[Rows from a data source]
— BEGIN —
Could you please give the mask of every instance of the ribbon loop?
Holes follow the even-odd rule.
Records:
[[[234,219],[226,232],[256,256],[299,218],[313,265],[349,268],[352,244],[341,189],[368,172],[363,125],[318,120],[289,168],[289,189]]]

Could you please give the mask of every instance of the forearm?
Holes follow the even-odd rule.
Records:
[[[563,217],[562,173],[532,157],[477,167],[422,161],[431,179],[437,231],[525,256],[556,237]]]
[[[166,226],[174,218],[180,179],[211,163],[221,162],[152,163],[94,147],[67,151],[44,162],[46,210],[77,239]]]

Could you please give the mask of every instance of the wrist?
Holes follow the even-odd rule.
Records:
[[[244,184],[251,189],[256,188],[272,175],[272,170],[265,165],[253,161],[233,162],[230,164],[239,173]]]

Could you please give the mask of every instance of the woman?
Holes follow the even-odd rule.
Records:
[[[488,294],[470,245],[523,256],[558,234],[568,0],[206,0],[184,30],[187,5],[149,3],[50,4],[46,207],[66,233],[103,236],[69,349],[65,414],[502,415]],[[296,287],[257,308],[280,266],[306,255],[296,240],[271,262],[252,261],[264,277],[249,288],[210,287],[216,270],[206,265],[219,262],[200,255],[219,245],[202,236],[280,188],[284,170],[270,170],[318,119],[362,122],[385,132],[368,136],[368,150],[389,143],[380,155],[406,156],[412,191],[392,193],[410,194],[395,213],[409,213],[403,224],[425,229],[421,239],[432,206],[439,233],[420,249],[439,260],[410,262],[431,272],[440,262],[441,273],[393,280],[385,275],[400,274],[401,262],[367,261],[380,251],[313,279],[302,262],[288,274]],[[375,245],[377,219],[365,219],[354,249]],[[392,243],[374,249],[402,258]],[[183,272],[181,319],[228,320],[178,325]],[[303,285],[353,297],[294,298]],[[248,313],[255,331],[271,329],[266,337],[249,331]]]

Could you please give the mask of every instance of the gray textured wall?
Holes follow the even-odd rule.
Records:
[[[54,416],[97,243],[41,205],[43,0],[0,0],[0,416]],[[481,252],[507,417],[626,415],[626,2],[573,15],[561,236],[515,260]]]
— END —
Quote the rows above exactly, beginning with the line that contains "of the forearm?" and continuing through the final line, with both ends included.

Could you please give the mask of every instance of the forearm?
Holes follow the even-odd rule.
Records:
[[[563,217],[562,173],[532,157],[477,167],[422,161],[431,179],[437,231],[525,256],[556,237]]]
[[[166,226],[174,218],[180,179],[211,163],[221,162],[152,163],[94,147],[67,151],[44,162],[46,210],[77,239]]]

Could you please give the mask of every instance of the wrist?
Holes follow the even-odd rule.
Records:
[[[244,184],[251,189],[256,188],[272,175],[272,170],[265,165],[253,161],[233,162],[230,164],[239,173]]]

Could you please give the mask of every instance of the woman?
Holes follow the even-odd rule.
Records:
[[[488,294],[470,245],[523,256],[558,234],[568,0],[206,0],[184,30],[187,5],[149,3],[50,4],[46,207],[66,233],[103,236],[69,349],[65,414],[502,415]],[[296,287],[257,308],[280,266],[306,255],[296,240],[271,262],[252,261],[264,277],[249,288],[210,287],[216,270],[206,265],[219,262],[200,255],[219,245],[202,236],[280,188],[284,170],[270,170],[318,119],[362,122],[385,132],[368,136],[368,150],[389,143],[380,155],[406,156],[412,191],[392,193],[410,194],[395,213],[409,213],[403,224],[425,229],[421,239],[432,206],[439,233],[420,249],[439,260],[410,262],[431,272],[440,262],[441,273],[393,280],[385,275],[400,274],[401,262],[367,261],[380,251],[313,279],[302,262],[288,274]],[[375,245],[377,219],[365,219],[354,249]],[[392,243],[374,249],[402,258]],[[183,272],[181,319],[228,320],[178,325]],[[303,285],[353,297],[294,298]],[[248,313],[255,331],[271,329],[266,337],[249,331]]]

Could you please give the mask of every instance of the gray textured wall?
Holes follow the even-odd rule.
Records:
[[[54,416],[97,243],[41,205],[43,0],[0,0],[0,416]],[[481,252],[507,417],[626,415],[626,2],[573,15],[561,236],[515,260]]]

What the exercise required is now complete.